* TAREFAS A REALIZAR *
- 1) Pode transcrever, sem alterações, o trecho do texto sobre segurança marítima que vai de "Mais criticamente, o" até "e outros fins."?
- 2) Pode dar continuidade ao texto sobre segurança marítima a partir do ponto em que ele termina?

* TRECHO PARA LEITURA *

★ ★ ★ ★ ★

Washington deveria começar realizando uma avaliação minuciosa dos riscos das dependências críticas da cadeia de abastecimento – incluindo fornecimentos agrícolas, ingredientes médicos, equipamento militar e outros produtos – que atravessam portos operados pela China ou pontos de estrangulamento vulneráveis nas proximidades. Washington deveria então conceber estratégias de mitigação para proteger os interesses comerciais e militares dos EUA. Isto inclui colaborar com aliados para garantir que a China não utilize o seu controle dos sistemas de logística marítima para manipular, comprometer ou transformar em arma os dados marítimos e comerciais.

Mais criticamente, o governo dos EUA precisa reconhecer os portos globais e a indústria naval como riscos críticos de segurança, ao mesmo tempo que enfraquece os esforços da China para explorar a sua rede logística para espionagem e outros fins.

Três medidas concretas ajudariam a melhorar a segurança marítima global e dos EUA:

Em primeiro lugar, a Casa Branca deveria coordenar uma análise detalhada da influência multifacetada da China nos portos e nas infraestruturas comerciais relacionadas e conceber estratégias para combatê-la. Isso inclui mapear a propriedade chinesa e as ligações com entidades sancionadas, examinar a tecnologia logística fabricada na China, examinar dados comerciais e marítimos relevantes para a segurança, avaliar redes 5G, examinar riscos cibernéticos, avaliar riscos associados a infraestruturas de dupla utilização e investigar intervenientes e entidades ilícitas associados à infraestrutura crítica.

Em segundo lugar, o governo dos EUA precisa de parcerias maiores e mais profundas com o setor privado no que diz respeito às principais cadeias de abastecimento. Tal como aconteceu depois do 11 de setembro, é necessária uma abordagem mais colaborativa aos interesses vitais de segurança. Por exemplo, o programa de Operador Econômico Autorizado da Alfândega e Proteção de Fronteiras dos EUA oferece tratamento preferencial para organizações que concordam em adotar os requisitos dos EUA que isolam as cadeias de abastecimento de ameaças terroristas e outras ameaças à segurança.

★ ★ ★ ★ ★

* MATERIAL FORNECIDO *
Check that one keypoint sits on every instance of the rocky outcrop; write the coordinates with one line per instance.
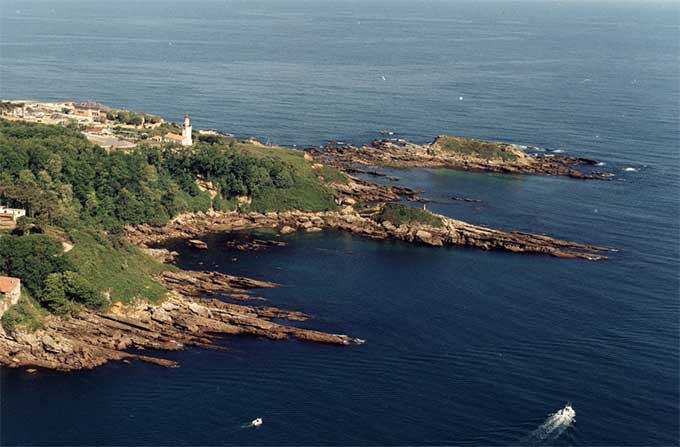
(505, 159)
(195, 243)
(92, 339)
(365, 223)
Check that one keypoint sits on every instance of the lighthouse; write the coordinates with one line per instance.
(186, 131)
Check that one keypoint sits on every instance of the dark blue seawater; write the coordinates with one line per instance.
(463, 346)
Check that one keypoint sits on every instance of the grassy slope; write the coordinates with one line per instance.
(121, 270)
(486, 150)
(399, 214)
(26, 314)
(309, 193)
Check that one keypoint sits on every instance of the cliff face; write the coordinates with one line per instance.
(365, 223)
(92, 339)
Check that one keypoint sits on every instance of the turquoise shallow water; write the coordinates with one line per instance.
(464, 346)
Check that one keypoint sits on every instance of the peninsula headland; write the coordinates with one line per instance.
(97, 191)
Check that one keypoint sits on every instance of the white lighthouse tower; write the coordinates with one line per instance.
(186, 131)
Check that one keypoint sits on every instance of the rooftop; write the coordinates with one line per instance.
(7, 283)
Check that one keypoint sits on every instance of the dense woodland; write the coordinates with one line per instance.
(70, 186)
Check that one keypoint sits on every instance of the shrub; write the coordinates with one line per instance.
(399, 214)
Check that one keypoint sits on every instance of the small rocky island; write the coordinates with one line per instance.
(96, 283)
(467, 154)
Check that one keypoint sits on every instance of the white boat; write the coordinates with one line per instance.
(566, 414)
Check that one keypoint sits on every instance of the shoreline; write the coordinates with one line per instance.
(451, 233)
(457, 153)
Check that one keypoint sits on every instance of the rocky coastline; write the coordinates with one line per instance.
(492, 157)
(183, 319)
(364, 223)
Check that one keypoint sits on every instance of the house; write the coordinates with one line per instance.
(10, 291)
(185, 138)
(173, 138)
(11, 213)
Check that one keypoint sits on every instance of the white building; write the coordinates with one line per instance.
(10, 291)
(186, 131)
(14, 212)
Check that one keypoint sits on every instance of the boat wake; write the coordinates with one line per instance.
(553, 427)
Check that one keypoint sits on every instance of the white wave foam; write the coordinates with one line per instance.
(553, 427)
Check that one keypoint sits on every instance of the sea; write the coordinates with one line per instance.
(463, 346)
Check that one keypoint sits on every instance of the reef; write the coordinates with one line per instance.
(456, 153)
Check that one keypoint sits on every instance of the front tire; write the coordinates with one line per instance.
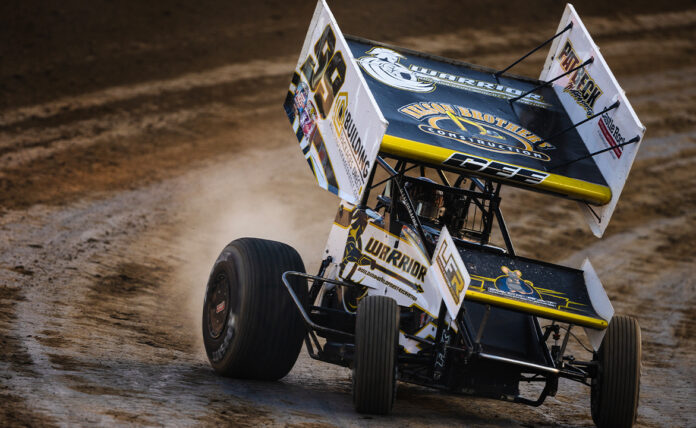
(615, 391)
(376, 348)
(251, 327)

★ ★ ★ ★ ★

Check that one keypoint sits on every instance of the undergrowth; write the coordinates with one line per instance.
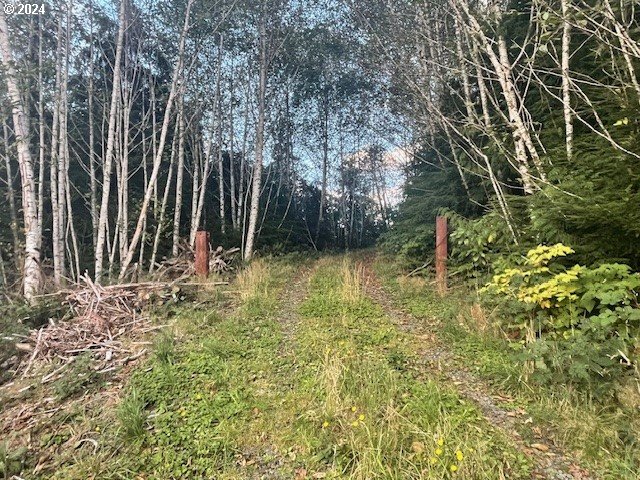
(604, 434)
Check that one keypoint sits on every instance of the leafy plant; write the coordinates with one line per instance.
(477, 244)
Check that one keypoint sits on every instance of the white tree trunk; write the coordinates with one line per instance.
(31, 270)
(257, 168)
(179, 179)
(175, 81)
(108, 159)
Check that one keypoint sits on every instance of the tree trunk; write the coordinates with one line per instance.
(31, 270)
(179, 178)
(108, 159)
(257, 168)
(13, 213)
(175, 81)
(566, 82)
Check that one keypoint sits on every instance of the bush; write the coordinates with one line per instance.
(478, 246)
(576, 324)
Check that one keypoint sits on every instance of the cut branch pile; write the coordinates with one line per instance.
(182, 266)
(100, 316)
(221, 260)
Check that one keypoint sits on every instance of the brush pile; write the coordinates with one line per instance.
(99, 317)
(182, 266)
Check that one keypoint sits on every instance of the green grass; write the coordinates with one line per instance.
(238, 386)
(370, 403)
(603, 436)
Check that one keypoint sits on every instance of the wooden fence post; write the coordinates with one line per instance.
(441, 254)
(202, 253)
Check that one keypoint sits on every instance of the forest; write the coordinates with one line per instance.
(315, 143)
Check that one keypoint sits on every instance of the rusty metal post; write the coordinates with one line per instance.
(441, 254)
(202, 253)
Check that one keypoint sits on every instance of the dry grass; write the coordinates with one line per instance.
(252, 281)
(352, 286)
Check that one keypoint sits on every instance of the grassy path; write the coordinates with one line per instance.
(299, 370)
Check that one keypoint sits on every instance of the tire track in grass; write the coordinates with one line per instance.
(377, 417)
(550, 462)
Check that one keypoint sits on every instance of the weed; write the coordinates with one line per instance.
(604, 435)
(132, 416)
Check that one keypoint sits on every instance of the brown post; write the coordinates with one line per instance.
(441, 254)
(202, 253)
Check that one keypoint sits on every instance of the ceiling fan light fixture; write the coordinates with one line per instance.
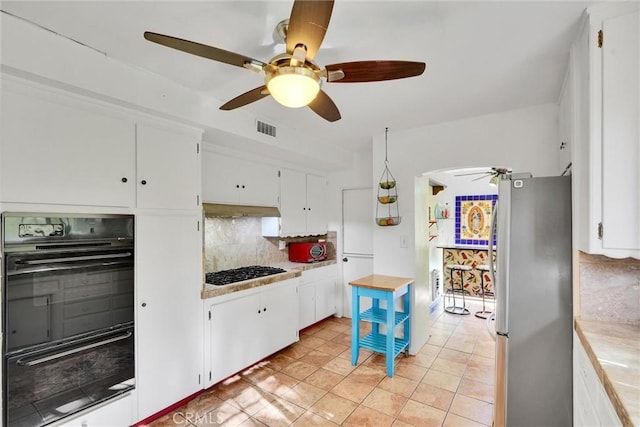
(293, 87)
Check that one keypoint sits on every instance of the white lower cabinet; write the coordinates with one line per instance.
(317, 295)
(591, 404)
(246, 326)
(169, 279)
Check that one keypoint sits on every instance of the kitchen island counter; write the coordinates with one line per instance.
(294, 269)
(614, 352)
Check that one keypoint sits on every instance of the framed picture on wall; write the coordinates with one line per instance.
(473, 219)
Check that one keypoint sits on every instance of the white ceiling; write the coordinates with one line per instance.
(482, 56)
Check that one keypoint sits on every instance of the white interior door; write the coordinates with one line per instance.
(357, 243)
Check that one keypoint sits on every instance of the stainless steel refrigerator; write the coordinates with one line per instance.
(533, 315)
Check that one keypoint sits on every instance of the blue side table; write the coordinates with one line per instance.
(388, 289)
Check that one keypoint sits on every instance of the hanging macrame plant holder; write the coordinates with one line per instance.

★ ★ ★ ★ ★

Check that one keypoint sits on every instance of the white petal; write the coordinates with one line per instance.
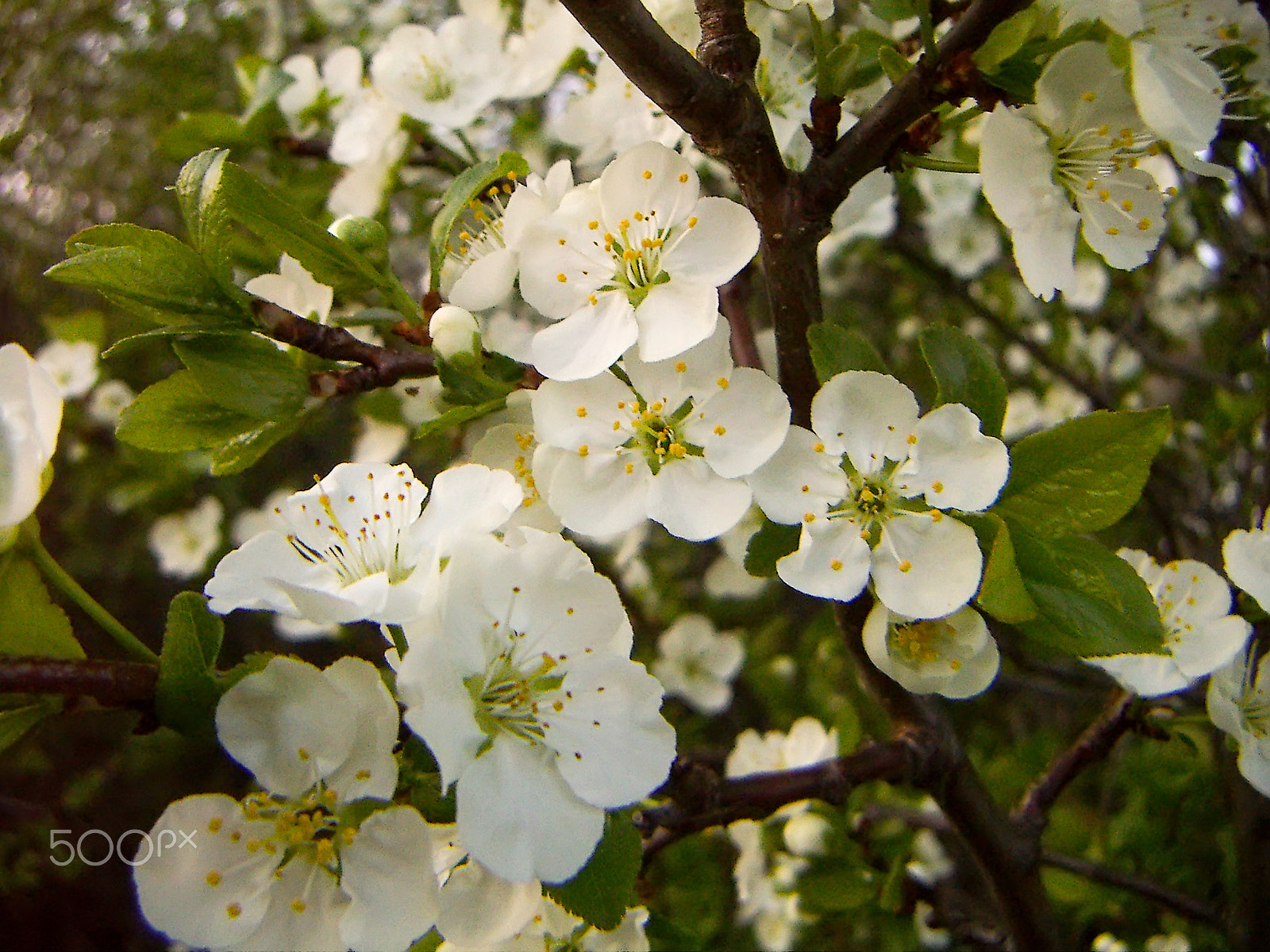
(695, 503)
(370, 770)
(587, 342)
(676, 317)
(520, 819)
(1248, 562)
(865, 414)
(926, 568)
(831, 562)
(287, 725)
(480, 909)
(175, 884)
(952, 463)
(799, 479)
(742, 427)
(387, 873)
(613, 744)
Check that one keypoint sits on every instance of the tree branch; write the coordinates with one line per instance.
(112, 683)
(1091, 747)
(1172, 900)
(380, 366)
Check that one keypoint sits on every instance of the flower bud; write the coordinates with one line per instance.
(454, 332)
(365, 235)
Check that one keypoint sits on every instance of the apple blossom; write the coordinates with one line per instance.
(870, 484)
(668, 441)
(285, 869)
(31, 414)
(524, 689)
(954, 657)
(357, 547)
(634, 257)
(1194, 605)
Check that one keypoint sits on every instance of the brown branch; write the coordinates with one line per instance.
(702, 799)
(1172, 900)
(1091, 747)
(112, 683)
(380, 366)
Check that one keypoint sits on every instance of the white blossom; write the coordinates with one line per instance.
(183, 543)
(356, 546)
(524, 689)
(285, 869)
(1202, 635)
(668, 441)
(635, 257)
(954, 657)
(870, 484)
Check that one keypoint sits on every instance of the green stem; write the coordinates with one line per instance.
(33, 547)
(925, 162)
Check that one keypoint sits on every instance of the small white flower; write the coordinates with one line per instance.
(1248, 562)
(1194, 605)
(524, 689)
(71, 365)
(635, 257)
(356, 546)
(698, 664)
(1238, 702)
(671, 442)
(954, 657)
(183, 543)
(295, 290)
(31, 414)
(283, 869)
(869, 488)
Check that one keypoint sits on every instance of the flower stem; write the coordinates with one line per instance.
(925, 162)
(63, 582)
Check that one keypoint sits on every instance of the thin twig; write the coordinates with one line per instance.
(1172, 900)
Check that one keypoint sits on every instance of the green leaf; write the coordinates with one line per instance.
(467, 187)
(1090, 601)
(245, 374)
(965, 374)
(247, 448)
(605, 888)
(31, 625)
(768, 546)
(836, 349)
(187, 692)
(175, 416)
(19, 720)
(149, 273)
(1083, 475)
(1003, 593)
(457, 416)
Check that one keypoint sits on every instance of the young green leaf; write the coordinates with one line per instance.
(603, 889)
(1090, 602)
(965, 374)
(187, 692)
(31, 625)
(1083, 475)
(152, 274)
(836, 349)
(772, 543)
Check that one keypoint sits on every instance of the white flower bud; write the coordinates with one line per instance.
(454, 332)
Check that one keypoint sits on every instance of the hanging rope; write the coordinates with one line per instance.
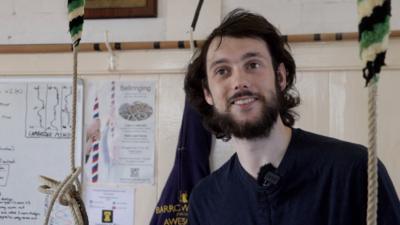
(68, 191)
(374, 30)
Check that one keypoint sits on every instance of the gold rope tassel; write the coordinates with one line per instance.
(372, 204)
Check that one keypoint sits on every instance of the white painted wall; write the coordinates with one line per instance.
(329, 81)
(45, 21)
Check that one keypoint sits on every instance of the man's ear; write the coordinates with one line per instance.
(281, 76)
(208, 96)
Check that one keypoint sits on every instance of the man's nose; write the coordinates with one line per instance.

★ ★ ★ ★ ★

* RESPOSTAS NUMERADAS *
- 1)
Mais criticamente, o governo dos EUA precisa reconhecer os portos globais e a indústria naval como riscos críticos de segurança, ao mesmo tempo que enfraquece os esforços da China para explorar a sua rede logística para espionagem e outros fins.

- 2)
Estes programas poderiam ser alargados para ligar o Departamento de Segurança Interna dos EUA a empresas do setor privado dispostas a fornecer dados comerciais abrangentes aos Estados Unidos em troca de um processamento acelerado na fronteira. Isto, por sua vez, poderia fornecer uma visão muito mais profunda das vulnerabilidades da cadeia de abastecimento e ajudar a identificar atividades suspeitas realizadas por adversários.

Terceiro, o Congresso deve considerar novas medidas para sancionar ou remover produtos tecnológicos chineses críticos instalados nos portos dos EUA, e os aliados devem ser encorajados a fazer o mesmo. A lei atual dos EUA não permite que o governo ajude os portos dos EUA, muito menos os estrangeiros, a desativarem redes 5G da Huawei ou outras tecnologias suspeitas. Uma abordagem possível seria o Congresso desenvolver incentivos econômicos e parcerias para modernizar a infraestrutura portuária em troca do desmantelamento do spyware chinês. Para ajudar os principais aliados e parceiros, a Corporação Financeira para o Desenvolvimento Internacional dos EUA poderia ajudar a financiar a avaliação e modernização das suas infraestruturas portuárias.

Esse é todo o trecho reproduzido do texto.